The tasks:
**a)** In the forum thread about grabbing video output to OBS, which programming language does Abszol say he primarily works with?
**b)** Write the next part of the forum thread about grabbing video output to OBS, picking up right after its final line.

Document:
★ ★ ★ ★ ★ ★ ★
# Grabbing Video Output To OBS



## Abszol (Jun 17, 2016)

Hello, 

So I primarily work with Java so bare with me on this, I do know quite a bit of C/C++ but not enough for development for OBS.

What I am looking for is the ability/function that creates the image preview you see on your OBS stream window, basically I would like to know what's creating the frame by frame imagery for the Window.

The reason, I will be using Java to bring this function into my Java program and capture each frame to create a separate video for individual clips, kind of like the replay buffer in a way. 

Originally I was going to grab the FileOutputStream to the recording folder to that file but that could be falling through due to limitations with Windows not allowing multiple programs open the same file for reading while being written to. 

Anyways thank you if you can help/point me into the direction of that function/file.


----------



## Jim (Jun 18, 2016)

I gave you the function/file to allow shared file opening in the other thread.  I'm curious as to why you created a new thread


----------



## Abszol (Jun 19, 2016)
★ ★ ★ ★ ★ ★ ★
Excerpted data:
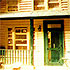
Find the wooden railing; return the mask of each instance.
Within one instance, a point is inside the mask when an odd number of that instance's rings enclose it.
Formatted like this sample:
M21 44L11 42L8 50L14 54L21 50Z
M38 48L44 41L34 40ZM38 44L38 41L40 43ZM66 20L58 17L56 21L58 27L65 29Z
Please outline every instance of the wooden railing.
M0 49L0 62L13 64L20 62L30 65L30 50Z

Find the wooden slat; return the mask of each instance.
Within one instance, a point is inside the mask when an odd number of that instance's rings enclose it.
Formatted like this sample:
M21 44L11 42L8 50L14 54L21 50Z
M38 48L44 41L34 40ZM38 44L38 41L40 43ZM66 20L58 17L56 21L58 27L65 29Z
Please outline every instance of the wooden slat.
M27 1L21 0L19 6L20 6L20 8L19 8L20 11L31 11L32 10L32 0L27 0Z

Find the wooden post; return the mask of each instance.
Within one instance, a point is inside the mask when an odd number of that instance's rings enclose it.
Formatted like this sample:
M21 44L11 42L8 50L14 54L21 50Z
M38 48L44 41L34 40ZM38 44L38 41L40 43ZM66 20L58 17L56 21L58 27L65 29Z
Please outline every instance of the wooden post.
M61 10L61 0L59 0L59 9Z
M48 0L44 0L45 10L48 10Z
M31 65L33 65L33 19L30 19L30 50L31 50Z
M13 40L13 50L15 50L15 32L14 32L14 28L12 31L12 40Z
M32 11L34 11L34 0L32 0Z

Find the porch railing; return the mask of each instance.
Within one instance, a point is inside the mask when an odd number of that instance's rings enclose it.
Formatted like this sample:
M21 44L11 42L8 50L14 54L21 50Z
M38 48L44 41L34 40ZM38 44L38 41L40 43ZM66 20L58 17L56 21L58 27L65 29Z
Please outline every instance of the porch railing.
M30 65L30 53L30 50L0 49L0 62L4 64L21 62Z

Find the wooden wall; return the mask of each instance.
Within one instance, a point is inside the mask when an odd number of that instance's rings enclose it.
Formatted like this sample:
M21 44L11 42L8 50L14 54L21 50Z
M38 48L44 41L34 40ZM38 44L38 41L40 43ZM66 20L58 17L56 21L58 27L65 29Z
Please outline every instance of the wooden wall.
M34 44L34 65L44 65L44 35L43 20L64 20L64 55L70 55L70 19L34 19L35 44ZM30 20L2 20L0 24L0 46L7 46L7 28L14 26L29 26ZM38 27L41 25L41 32Z
M0 23L0 46L7 47L8 27L29 27L30 20L1 20Z

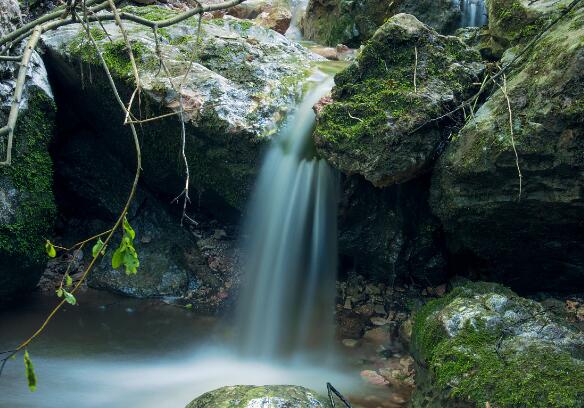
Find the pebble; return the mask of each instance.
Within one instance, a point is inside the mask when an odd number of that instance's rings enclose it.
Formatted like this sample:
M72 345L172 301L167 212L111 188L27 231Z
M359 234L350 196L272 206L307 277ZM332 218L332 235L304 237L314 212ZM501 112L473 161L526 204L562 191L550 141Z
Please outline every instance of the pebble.
M359 344L359 340L343 339L342 343L345 347L354 348L357 344Z

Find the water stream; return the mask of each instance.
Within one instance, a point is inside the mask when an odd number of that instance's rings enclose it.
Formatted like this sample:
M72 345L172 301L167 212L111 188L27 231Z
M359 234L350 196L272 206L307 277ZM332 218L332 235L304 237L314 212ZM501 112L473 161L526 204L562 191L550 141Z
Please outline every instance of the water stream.
M249 355L331 349L338 180L325 160L313 157L311 133L312 107L333 81L317 74L311 82L267 153L244 228L247 281L239 323Z

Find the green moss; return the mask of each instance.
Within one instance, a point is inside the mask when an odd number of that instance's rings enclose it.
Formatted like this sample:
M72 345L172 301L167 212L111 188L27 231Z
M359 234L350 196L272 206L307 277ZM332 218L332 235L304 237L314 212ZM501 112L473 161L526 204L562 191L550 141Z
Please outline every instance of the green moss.
M0 169L0 177L22 194L14 222L0 225L0 252L2 257L20 259L23 268L46 261L44 240L49 238L56 216L48 152L55 105L40 90L30 95L28 104L15 129L13 163Z
M486 328L478 319L454 337L438 319L455 299L503 294L522 302L503 286L464 283L445 297L426 304L415 316L412 331L417 356L426 362L435 383L450 397L484 407L580 407L584 403L584 363L551 346L520 346L501 351L501 328ZM513 340L510 340L513 341ZM517 340L515 340L517 341ZM521 350L521 351L517 351Z

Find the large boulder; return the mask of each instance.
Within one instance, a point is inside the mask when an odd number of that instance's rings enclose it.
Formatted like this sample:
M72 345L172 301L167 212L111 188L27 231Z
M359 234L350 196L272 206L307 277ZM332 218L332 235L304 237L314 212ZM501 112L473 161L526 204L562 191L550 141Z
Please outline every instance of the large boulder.
M584 334L500 285L463 283L429 302L412 335L414 408L584 405Z
M339 208L343 264L379 281L443 282L443 237L428 205L429 184L424 177L379 189L361 176L344 178Z
M478 52L398 14L335 77L333 101L317 115L317 151L346 174L377 187L426 171L451 122L428 124L458 105L480 82Z
M529 39L572 3L572 0L486 0L489 32L503 45Z
M306 39L358 47L399 13L413 14L442 33L458 28L461 16L460 4L451 0L309 0L301 26Z
M0 36L21 23L18 3L0 1ZM22 46L13 50L22 51ZM0 63L0 127L8 120L18 63ZM53 165L48 146L53 137L55 104L47 72L35 52L24 84L14 131L12 164L0 166L0 303L36 286L44 263L44 241L55 218ZM0 160L7 140L0 137Z
M55 149L57 201L67 219L81 221L66 228L66 238L76 242L111 228L127 200L134 174L111 153L100 151L90 133L64 133L69 137L58 140ZM110 250L89 275L90 286L144 298L185 296L209 283L211 272L192 234L141 185L127 217L136 231L138 274L112 268L111 256L121 239L116 234ZM86 251L87 257L90 252Z
M151 20L175 15L158 6L124 10ZM179 97L161 69L152 30L132 22L125 26L142 85L135 115L147 118L178 113ZM104 27L107 36L98 24L91 32L112 69L122 99L128 101L134 85L125 45L114 23L104 23ZM174 87L184 79L181 97L191 195L199 193L203 201L208 198L241 208L262 147L299 96L311 62L320 57L272 30L228 16L203 20L199 44L197 18L161 29L159 40ZM100 143L132 168L134 148L127 126L122 126L124 115L81 27L61 27L44 34L43 41L47 64L70 103L100 130ZM196 55L194 49L198 50ZM189 70L193 57L196 60ZM143 180L166 197L178 195L185 179L179 117L146 122L140 132Z
M584 287L583 62L580 8L508 73L509 99L497 90L435 168L431 206L448 246L489 279Z
M186 408L328 408L328 401L294 385L235 385L201 395Z

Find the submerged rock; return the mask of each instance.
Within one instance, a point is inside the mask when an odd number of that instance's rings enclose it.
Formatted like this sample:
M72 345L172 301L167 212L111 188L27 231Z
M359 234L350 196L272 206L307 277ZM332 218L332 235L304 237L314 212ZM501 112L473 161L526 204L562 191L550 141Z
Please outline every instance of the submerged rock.
M424 125L470 94L479 61L458 38L408 14L392 17L335 77L333 102L317 116L318 153L377 187L418 176L451 132L444 121Z
M329 408L314 391L295 385L235 385L201 395L186 408Z
M427 369L414 408L584 404L582 332L500 285L465 283L429 302L412 341Z
M151 20L175 14L156 6L125 11ZM159 32L161 53L174 76L174 87L184 80L181 97L190 180L202 201L208 198L242 207L261 147L300 94L311 61L321 58L272 30L233 17L203 20L197 44L197 21L192 18ZM128 101L134 86L125 45L114 23L104 26L109 37L97 24L91 32L112 68L122 98ZM160 67L152 30L131 22L125 26L142 86L136 116L179 112L179 96ZM81 27L61 27L46 33L43 40L48 65L69 93L70 103L100 130L104 147L124 163L132 162L133 144L127 126L122 126L124 115ZM195 56L194 50L198 50ZM189 70L193 56L195 62ZM185 178L179 117L147 122L140 128L144 181L167 197L178 195Z
M461 16L460 4L452 0L309 0L302 31L321 44L358 47L399 13L413 14L439 32L454 31Z
M0 36L21 24L18 3L0 1ZM14 51L18 54L22 46ZM0 127L6 125L19 64L0 62ZM45 240L55 219L53 137L55 104L42 60L35 52L14 131L12 164L0 166L0 303L35 288L47 260ZM6 158L0 136L0 161Z
M497 90L435 168L430 202L448 246L489 279L584 287L583 39L580 8L508 73L509 101Z

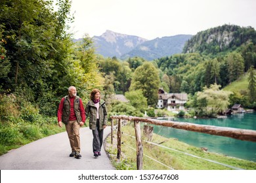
★ ★ ★ ★ ★ ★ ★
Task-by-task results:
**a)** Java

**b)**
Jim said:


> I gave you the function/file to allow shared file opening in the other thread.  I'm curious as to why you created a new thread


This was before the other thread =] When I came up with another idea


----------



## Wesley Osborn (Jun 20, 2016)

Well I had recently managed to obtain the queried device's frame internally with obs_get_source_frame...However, this was a total shit show. Highly recommend what Jim had advised earlier. Create a filter (check async_Frame_delay or something like that for reference). You can copy the frame within your filter and pass the bitmap along. You'll need to access the data subset of the obs_source_frame returned as it will be your pointer containing your desired info.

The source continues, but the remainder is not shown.